### [Direction]
Only the lines from the one containing "Locate every instance of the street" through the end of the data below should be copied, each exactly as written and with both ends kept.

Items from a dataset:
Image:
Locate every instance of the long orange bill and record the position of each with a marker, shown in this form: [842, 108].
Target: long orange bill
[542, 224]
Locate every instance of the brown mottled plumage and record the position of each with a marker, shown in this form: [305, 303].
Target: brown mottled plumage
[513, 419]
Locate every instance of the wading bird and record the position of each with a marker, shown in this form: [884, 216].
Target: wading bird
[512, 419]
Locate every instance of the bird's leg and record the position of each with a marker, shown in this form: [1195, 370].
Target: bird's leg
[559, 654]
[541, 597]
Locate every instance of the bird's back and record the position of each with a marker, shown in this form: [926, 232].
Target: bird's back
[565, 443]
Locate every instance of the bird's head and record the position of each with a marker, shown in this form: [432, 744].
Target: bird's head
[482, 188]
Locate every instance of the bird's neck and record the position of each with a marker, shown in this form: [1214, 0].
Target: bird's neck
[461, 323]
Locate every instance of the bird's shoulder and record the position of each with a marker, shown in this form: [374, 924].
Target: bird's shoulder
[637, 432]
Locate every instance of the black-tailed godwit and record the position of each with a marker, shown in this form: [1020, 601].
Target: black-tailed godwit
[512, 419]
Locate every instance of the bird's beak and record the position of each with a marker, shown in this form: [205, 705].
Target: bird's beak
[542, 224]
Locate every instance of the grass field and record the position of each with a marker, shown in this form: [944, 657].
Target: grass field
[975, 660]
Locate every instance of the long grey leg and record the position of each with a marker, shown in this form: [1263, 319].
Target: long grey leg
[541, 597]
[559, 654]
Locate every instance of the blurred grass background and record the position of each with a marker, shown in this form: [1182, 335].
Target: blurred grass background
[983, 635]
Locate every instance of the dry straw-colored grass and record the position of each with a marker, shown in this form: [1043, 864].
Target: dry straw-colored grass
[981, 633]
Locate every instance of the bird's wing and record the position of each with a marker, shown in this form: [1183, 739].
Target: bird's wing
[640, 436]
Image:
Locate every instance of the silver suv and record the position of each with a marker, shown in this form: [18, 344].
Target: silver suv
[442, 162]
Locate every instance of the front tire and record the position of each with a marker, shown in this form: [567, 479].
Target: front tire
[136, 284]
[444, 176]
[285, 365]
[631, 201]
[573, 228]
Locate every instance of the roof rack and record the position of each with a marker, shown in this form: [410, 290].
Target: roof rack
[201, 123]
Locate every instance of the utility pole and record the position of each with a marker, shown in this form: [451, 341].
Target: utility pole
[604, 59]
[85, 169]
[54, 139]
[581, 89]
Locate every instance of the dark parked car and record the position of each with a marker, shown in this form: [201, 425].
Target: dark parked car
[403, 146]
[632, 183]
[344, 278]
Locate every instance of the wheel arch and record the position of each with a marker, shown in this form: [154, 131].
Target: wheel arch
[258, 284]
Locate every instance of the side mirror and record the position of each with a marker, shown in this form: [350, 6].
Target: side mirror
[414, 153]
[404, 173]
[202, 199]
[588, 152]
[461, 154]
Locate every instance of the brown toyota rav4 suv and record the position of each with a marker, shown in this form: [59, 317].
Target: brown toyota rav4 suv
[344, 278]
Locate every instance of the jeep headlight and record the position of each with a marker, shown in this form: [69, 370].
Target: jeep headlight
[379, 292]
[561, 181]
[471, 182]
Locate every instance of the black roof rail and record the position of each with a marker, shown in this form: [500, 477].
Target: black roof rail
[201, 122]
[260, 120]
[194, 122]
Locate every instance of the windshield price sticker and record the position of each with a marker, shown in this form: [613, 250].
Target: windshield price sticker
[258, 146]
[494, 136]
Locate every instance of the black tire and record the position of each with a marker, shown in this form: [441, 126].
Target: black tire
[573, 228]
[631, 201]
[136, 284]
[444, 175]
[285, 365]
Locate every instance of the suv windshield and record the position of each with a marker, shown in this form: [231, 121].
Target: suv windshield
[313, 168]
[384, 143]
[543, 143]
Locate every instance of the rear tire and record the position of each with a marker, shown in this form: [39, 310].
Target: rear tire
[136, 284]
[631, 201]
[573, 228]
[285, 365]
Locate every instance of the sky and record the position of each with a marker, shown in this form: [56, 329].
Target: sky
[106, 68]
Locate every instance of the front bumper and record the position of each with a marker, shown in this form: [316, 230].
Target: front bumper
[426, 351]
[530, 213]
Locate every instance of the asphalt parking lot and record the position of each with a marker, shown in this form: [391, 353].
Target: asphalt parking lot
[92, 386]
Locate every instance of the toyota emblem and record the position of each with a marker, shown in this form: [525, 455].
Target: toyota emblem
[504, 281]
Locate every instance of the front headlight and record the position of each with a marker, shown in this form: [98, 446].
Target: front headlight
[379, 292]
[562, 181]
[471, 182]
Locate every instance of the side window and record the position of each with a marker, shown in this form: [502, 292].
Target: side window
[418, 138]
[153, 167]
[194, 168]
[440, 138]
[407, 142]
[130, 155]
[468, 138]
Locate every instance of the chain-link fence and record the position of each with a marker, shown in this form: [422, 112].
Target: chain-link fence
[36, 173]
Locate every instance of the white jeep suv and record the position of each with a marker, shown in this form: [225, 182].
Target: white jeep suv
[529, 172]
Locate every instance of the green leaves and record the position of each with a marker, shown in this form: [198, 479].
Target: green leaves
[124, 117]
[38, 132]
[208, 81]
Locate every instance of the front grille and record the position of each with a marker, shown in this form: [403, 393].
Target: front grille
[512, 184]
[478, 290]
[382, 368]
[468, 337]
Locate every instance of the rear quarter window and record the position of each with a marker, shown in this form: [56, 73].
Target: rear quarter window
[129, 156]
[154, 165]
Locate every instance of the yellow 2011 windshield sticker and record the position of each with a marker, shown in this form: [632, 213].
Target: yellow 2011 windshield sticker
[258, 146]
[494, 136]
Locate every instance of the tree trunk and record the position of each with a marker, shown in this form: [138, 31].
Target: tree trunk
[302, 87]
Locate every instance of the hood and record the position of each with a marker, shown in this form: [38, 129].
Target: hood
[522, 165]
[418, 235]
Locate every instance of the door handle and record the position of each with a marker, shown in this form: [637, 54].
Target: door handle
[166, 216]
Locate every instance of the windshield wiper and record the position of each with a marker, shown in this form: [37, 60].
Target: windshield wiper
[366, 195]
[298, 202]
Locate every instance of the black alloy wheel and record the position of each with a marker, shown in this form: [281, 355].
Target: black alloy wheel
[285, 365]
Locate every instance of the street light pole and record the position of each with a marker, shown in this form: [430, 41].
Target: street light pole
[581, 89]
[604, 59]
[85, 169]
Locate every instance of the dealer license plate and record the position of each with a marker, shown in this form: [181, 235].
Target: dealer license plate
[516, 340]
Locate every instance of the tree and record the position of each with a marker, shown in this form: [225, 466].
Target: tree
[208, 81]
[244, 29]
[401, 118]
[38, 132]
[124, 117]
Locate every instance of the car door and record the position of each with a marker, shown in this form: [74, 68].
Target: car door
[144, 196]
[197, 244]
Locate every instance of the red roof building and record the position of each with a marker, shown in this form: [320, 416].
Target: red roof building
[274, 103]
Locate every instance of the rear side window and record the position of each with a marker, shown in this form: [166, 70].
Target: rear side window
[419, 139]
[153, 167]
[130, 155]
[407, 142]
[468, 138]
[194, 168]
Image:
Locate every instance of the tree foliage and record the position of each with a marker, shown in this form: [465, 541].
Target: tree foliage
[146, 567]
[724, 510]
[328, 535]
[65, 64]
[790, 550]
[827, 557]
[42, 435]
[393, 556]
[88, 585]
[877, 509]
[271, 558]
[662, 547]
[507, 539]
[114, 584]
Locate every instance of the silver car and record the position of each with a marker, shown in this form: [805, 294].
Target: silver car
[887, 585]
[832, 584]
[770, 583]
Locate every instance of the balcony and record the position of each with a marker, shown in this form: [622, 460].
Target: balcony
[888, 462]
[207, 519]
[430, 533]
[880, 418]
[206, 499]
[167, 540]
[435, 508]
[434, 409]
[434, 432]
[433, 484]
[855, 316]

### [The response]
Locate every instance of the street light pole and record the position of each with a marker, shown in this form: [430, 41].
Target: street light pole
[581, 89]
[604, 59]
[85, 169]
Locate every instance of the dealer license plate and record the position of each with a marker, shown in this form: [181, 235].
Target: dealer license plate
[516, 340]
Locate every instance of the tree and record the position of each with a marker, shown in this form: [225, 466].
Target: tree
[208, 81]
[244, 29]
[401, 118]
[38, 132]
[124, 117]
Locate every instance of the car door and record the position of each with a marker, shown in this form: [74, 68].
Target: car door
[144, 196]
[197, 244]
Locate every instance of the red roof building and record the position of each with a marker, shown in this form: [320, 416].
Target: red roof building
[274, 103]
Locate every instance of the rear side window and record the position of each with a marker, shown in this form: [166, 70].
Target: rear side window
[419, 139]
[153, 167]
[130, 155]
[407, 142]
[468, 138]
[194, 168]
Image:
Locate every instance of the tree foliage and record the position of each with a marker, shown in this form: [465, 541].
Target: tree foliage
[146, 567]
[724, 510]
[328, 535]
[65, 64]
[790, 550]
[827, 557]
[42, 435]
[393, 556]
[88, 585]
[877, 509]
[271, 558]
[662, 547]
[507, 539]
[114, 584]
Locate every instance of the silver car and record the position of each with a marker, shown in this form: [805, 294].
Target: silver car
[887, 585]
[832, 584]
[770, 583]
Locate every instance of the balcony and record the position of each with a marker, shown in this form: [622, 460].
Target: balcony
[888, 462]
[207, 519]
[430, 533]
[880, 418]
[206, 499]
[167, 540]
[435, 508]
[434, 409]
[434, 432]
[433, 484]
[855, 316]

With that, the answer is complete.